▸ **Texto proporcionado**:
Y otra vuelta de la vida: terminó casándose con un estudiante del Biffi, al que no conoció en sus tiempos de colegio, sino varios años después. William Nassar, también médico y su esposo, la acompaña a desgranar sus recuerdos. Él mismo es getsemanicense, nacido en las calle de la Magdalena, y también con sus propias historias y recuerdos del barrio, que contaremos en otro artículo.

Cuando los restauradores Ulloa y Sánchez le presentaron en imágenes tridimensionales los resultados de su trabajo en el que la tuvieron a ella como una fuente de primerísima mano, Gladys comenzó diciéndoles: -Esto no se parece a mi casa….-. En esos breves instantes hasta que ella terminó su frase los arquitectos contuvieron la respiración y empezaron a hacer cálculos mentales de en qué podrían haber fallado. -... ¡Es idéntica!-, remató Gladys.

Ahora es el tiempo de volver a levantar la casa como fue en su época de mayor esplendor.

▸ **Registros enumerados**:
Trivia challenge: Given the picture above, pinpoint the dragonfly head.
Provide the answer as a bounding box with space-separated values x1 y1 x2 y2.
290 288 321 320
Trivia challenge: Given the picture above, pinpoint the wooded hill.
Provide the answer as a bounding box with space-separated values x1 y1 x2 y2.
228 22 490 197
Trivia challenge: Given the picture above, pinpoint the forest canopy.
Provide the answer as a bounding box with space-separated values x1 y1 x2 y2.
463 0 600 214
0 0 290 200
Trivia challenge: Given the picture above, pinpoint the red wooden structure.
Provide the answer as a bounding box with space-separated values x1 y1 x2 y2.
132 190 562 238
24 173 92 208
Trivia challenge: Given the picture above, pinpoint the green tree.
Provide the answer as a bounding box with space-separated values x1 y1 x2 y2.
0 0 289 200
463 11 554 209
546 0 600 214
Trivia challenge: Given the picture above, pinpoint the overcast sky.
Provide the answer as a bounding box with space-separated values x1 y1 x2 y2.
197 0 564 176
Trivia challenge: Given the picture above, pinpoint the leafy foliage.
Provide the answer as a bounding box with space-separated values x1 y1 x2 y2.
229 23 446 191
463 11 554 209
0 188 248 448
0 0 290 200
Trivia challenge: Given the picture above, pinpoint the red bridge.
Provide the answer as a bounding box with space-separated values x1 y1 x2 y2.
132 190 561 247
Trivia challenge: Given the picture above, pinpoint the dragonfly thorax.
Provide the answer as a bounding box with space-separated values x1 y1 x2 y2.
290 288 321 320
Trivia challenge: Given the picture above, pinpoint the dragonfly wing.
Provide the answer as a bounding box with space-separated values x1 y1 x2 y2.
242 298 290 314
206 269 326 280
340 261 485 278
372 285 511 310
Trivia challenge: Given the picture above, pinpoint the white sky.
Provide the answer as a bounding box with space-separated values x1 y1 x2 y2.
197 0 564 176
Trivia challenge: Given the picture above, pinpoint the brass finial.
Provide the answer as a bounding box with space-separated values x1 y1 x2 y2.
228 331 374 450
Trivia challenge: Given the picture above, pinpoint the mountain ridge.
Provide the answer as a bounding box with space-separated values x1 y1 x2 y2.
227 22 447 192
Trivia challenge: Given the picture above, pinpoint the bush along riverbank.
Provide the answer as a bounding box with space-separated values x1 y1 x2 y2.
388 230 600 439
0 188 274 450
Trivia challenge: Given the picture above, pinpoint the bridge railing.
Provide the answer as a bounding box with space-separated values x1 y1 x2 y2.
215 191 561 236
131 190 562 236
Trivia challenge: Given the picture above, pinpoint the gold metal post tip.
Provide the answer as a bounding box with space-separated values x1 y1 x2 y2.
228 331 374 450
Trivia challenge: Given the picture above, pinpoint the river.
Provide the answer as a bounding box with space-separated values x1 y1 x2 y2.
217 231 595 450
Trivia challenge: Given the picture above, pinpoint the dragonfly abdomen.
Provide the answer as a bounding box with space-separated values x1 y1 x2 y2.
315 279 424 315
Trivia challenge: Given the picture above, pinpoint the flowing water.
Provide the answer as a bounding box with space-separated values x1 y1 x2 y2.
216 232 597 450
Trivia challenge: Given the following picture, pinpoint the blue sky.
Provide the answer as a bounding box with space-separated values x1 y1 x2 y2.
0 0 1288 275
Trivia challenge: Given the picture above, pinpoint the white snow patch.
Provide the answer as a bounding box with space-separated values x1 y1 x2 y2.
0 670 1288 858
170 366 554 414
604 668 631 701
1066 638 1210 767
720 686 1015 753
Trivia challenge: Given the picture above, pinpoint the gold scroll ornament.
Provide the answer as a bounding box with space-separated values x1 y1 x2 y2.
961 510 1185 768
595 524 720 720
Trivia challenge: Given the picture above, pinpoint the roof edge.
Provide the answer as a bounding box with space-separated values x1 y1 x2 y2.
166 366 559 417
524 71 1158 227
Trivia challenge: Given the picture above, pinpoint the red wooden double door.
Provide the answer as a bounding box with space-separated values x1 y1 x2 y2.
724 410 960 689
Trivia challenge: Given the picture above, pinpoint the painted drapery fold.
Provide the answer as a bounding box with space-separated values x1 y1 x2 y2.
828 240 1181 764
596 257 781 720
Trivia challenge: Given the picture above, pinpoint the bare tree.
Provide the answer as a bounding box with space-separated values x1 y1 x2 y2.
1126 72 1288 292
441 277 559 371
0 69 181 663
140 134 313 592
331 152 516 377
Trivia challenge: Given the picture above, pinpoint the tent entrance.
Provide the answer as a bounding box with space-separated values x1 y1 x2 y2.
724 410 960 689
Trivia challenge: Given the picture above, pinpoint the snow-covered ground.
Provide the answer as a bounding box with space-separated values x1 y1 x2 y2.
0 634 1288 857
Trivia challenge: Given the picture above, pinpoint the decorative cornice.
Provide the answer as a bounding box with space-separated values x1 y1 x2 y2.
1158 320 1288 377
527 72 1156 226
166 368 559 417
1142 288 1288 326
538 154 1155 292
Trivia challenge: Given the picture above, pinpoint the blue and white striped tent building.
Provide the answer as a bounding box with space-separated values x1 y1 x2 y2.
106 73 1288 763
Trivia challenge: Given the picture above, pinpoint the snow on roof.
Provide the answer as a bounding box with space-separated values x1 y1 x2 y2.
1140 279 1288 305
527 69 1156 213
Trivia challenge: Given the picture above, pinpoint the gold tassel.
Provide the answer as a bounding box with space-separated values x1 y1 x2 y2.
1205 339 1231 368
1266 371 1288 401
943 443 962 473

▸ **Tarea**:
Transcribe del texto proporcionado el tramo que va desde "Y otra vuelta" hasta "idéntica!-, remató Gladys.".

▸ **Respuesta**:
Y otra vuelta de la vida: terminó casándose con un estudiante del Biffi, al que no conoció en sus tiempos de colegio, sino varios años después. William Nassar, también médico y su esposo, la acompaña a desgranar sus recuerdos. Él mismo es getsemanicense, nacido en las calle de la Magdalena, y también con sus propias historias y recuerdos del barrio, que contaremos en otro artículo.

Cuando los restauradores Ulloa y Sánchez le presentaron en imágenes tridimensionales los resultados de su trabajo en el que la tuvieron a ella como una fuente de primerísima mano, Gladys comenzó diciéndoles: -Esto no se parece a mi casa….-. En esos breves instantes hasta que ella terminó su frase los arquitectos contuvieron la respiración y empezaron a hacer cálculos mentales de en qué podrían haber fallado. -... ¡Es idéntica!-, remató Gladys.